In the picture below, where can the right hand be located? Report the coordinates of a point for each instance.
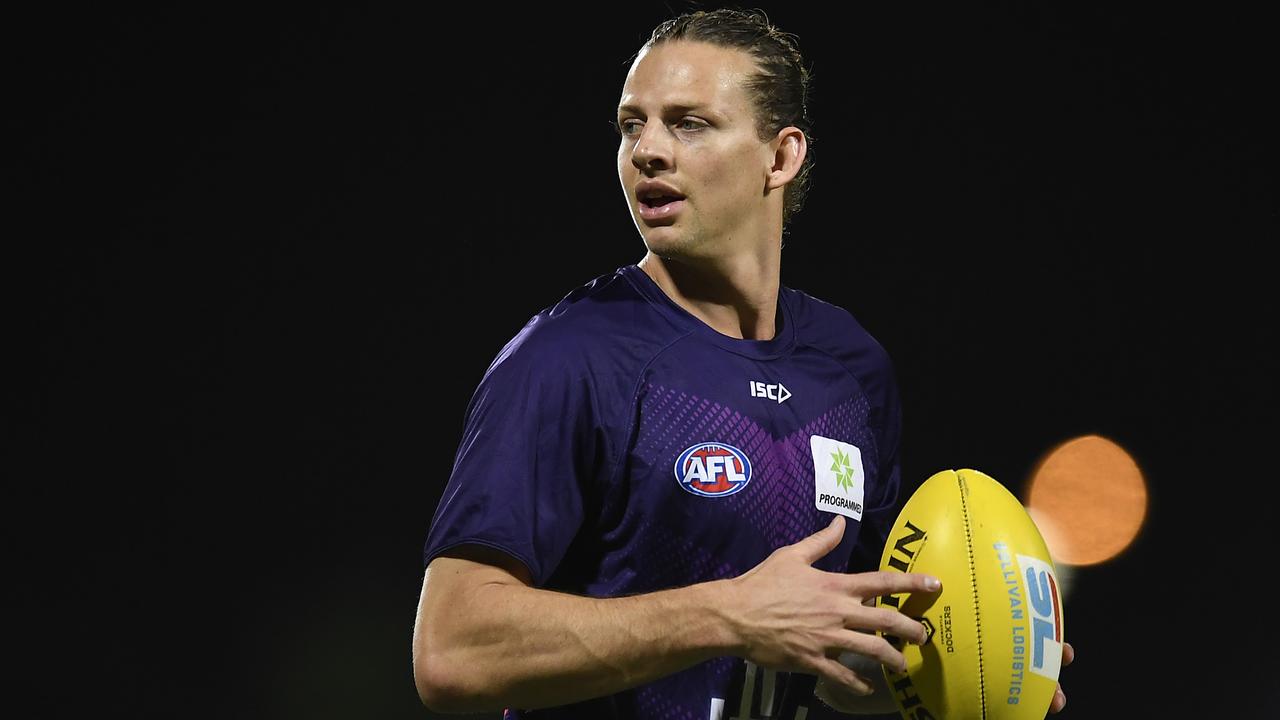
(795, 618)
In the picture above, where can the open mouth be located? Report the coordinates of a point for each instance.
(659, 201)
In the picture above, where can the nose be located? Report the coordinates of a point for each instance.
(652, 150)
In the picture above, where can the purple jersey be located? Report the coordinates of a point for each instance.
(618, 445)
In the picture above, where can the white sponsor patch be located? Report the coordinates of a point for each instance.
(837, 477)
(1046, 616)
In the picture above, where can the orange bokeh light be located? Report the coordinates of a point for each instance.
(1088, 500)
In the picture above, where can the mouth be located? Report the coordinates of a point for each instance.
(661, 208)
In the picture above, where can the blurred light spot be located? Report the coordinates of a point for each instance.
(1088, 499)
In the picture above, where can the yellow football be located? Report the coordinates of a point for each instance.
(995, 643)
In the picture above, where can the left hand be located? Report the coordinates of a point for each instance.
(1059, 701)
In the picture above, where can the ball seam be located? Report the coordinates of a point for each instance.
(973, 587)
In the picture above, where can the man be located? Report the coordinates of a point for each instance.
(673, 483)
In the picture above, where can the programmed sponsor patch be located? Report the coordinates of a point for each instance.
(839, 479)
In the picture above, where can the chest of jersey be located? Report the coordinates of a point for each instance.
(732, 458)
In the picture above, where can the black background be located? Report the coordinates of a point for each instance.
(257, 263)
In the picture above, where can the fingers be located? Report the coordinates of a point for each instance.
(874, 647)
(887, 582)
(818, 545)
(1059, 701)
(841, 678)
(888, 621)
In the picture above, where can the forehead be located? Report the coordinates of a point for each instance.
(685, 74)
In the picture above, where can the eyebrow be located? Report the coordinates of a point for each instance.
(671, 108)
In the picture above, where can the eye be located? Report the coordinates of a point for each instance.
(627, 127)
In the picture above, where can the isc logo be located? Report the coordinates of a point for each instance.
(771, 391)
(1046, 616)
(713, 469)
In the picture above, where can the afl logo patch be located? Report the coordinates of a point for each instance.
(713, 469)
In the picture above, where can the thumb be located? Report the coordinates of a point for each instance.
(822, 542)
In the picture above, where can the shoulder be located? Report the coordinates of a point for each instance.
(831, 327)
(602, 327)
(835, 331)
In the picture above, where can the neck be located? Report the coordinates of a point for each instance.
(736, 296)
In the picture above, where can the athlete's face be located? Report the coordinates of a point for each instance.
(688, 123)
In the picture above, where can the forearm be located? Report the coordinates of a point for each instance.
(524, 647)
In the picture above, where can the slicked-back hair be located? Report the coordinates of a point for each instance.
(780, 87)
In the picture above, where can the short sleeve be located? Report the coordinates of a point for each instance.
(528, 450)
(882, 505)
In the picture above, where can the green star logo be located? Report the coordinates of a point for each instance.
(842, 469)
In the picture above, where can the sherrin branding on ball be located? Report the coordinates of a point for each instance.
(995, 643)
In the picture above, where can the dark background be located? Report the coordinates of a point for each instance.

----

- **Written problem**:
Each line above is to be copied verbatim. Drop any image from the copy.

- **Answer to this task**:
In the picture below, where can the right hand be located? Report the coordinates of a point for each instance.
(795, 618)
In the picture above, where can the open mouth be located? Report the coordinates of a point for each instance.
(659, 201)
In the picture above, where can the nose be located? Report the coordinates of a point for each instance.
(652, 150)
In the picture above, where can the purple jersey be located? Report the coordinates of a point for each instance.
(618, 445)
In the picture above, where can the white sponsor patch be located? Report the coordinates of a point for each instance.
(837, 477)
(1046, 616)
In the picture above, where can the orange bokeh light be located? Report the coordinates of a point for each instance.
(1088, 500)
In the picture above, where can the mouth be located? Report the coordinates of a point for each instance.
(661, 208)
In the picture above, where can the blurred light spot be located? Report the coordinates of a point for each instance.
(1088, 499)
In the picture above, where can the yellow football be located? Report the coordinates of a point for each instance.
(995, 643)
In the picture above, where can the left hand be located? Report the coordinates of a point for each instance.
(1059, 701)
In the picture above, where can the ball seam be located? Report the coordinates of a point for each instance.
(973, 587)
In the picture above, where can the man be located? Report the coordinates of a point for each instance.
(673, 483)
In the picture above, where can the programmed sponsor patch be located? Report the coordinates of a point for each instance.
(839, 479)
In the picture above, where can the chest of jersey be located? Report the coordinates of a point for each instance.
(732, 458)
In the picture above, where can the black background be located? Report the coordinates of a point for each instance.
(257, 263)
In the picture above, where can the fingers be located? Report the coordinates of a point for each instance.
(874, 647)
(887, 582)
(818, 545)
(1059, 701)
(841, 678)
(888, 621)
In the picture above, where can the forehead be located? Report the coordinates of a point for each instance.
(685, 74)
In the picture above, where can the eyebrow be located? Report the coordinates of a point for each instance.
(671, 108)
In the picture above, where can the eye be located? Report the coordinates of a point for each instance.
(627, 127)
In the picture above, where can the isc logo be located? Report the coordinates of a point for each instance.
(771, 391)
(1046, 616)
(713, 469)
In the picture above, where can the afl logo patch be located? Report the coordinates of a point for each instance.
(713, 469)
In the picture above, where can the thumb be located? Report the coordinates of a point for each instance.
(822, 542)
In the picture above, where can the shoulder be located? Report the coordinates of a point for each instance.
(831, 327)
(602, 327)
(835, 331)
In the picture above, where can the neck be located? Report the coordinates of a point for each instance.
(736, 296)
In the picture above, where can the athlete's face be located? Report the coordinates of a point for each instance.
(688, 123)
In the picture above, where can the forearm be located? Report the coordinates of a point for each instance.
(524, 647)
In the picture above, where can the slicked-back hair be located? Report the coordinates of a point for each instance.
(780, 87)
In the picture above, where can the short sleeve be located? Report the coordinates of a point for each instance.
(528, 450)
(882, 505)
In the picture above, where can the green star logo be located? Report the coordinates of a point for each instance.
(842, 469)
In the picture above, where can the sherrin branding on ball be located? Report the coordinates of a point for each instance.
(995, 643)
In the picture above, where can the dark background be located? Report the coordinates of a point for each instance.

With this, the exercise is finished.